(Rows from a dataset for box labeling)
────────
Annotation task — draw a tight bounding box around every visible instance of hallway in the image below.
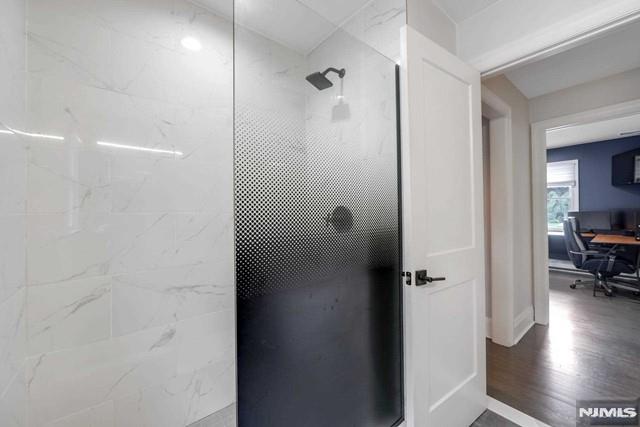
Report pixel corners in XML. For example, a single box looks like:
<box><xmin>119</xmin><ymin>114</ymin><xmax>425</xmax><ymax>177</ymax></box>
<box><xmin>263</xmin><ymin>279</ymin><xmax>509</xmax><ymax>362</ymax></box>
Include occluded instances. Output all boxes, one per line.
<box><xmin>487</xmin><ymin>272</ymin><xmax>640</xmax><ymax>427</ymax></box>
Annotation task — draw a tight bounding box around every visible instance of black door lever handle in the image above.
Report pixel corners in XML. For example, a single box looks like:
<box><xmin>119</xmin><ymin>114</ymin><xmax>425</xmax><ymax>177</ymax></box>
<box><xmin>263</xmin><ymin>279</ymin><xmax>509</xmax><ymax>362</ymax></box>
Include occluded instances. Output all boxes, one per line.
<box><xmin>416</xmin><ymin>270</ymin><xmax>447</xmax><ymax>286</ymax></box>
────────
● **STATED GOAL**:
Reproduce the records above word for word, including every line of each, but omit the pictures.

● **ANSWER TO THE EXERCISE**:
Annotation task — draw a tight bounding box around every visible instance of hallway in the image below.
Report pixel corners in XML. For example, a single box looks like:
<box><xmin>119</xmin><ymin>114</ymin><xmax>425</xmax><ymax>177</ymax></box>
<box><xmin>263</xmin><ymin>279</ymin><xmax>509</xmax><ymax>362</ymax></box>
Include occluded instances. Output all boxes, one per line.
<box><xmin>487</xmin><ymin>272</ymin><xmax>640</xmax><ymax>427</ymax></box>
Annotation task — draw a tight bounding box around every visible instance of black door lever handle in the image above.
Report pixel corners in XML. For example, a single box looks like:
<box><xmin>119</xmin><ymin>114</ymin><xmax>425</xmax><ymax>177</ymax></box>
<box><xmin>263</xmin><ymin>279</ymin><xmax>509</xmax><ymax>362</ymax></box>
Include occluded instances. Output all boxes, one per line.
<box><xmin>416</xmin><ymin>270</ymin><xmax>447</xmax><ymax>286</ymax></box>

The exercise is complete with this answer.